#### Task input ####

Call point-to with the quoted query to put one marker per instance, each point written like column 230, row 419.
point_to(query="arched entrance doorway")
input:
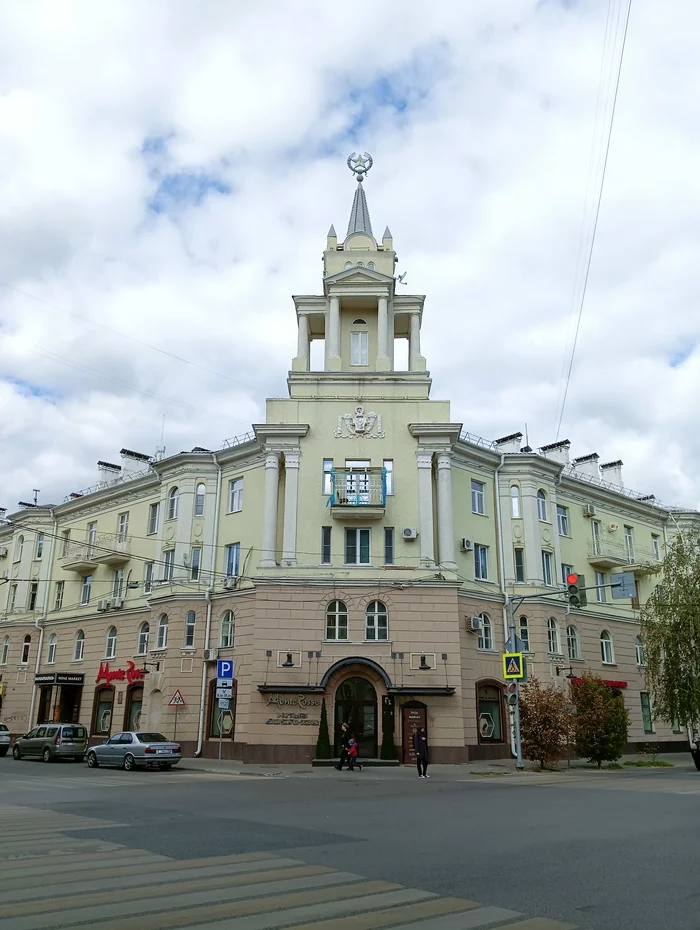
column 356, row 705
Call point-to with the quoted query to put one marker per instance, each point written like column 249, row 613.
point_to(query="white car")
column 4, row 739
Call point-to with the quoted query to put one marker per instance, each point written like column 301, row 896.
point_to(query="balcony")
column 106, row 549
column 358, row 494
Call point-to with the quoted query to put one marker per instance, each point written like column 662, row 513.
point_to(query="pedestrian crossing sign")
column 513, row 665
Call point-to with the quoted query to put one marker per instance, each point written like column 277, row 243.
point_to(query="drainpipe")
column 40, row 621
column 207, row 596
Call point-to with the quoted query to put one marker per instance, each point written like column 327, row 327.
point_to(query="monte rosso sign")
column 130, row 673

####
#### Task input ####

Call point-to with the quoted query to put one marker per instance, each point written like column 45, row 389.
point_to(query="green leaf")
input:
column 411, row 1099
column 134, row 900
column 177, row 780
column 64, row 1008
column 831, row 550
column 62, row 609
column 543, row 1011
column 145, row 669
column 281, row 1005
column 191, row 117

####

Work to be completed:
Going through the data above, return each line with the word "written".

Exercise response:
Call point-to with the quoted query to put one marker per instance, each point written like column 230, row 419.
Call point-to with the quoted query to put one marker per instance, each point written like column 249, row 613.
Call point-to with the quoted query to put one marker per instance, each point written like column 301, row 896.
Call point-to with the quoted query to put one marker per instance, each point written like column 662, row 513.
Call point-to with the quoted query to put one marker per instance, each point written like column 277, row 243.
Call point-to with the quoted query to put one marker per instance, each point written like column 327, row 327.
Call point-to with the quoted query to put one marker per instance, each point written like column 45, row 389.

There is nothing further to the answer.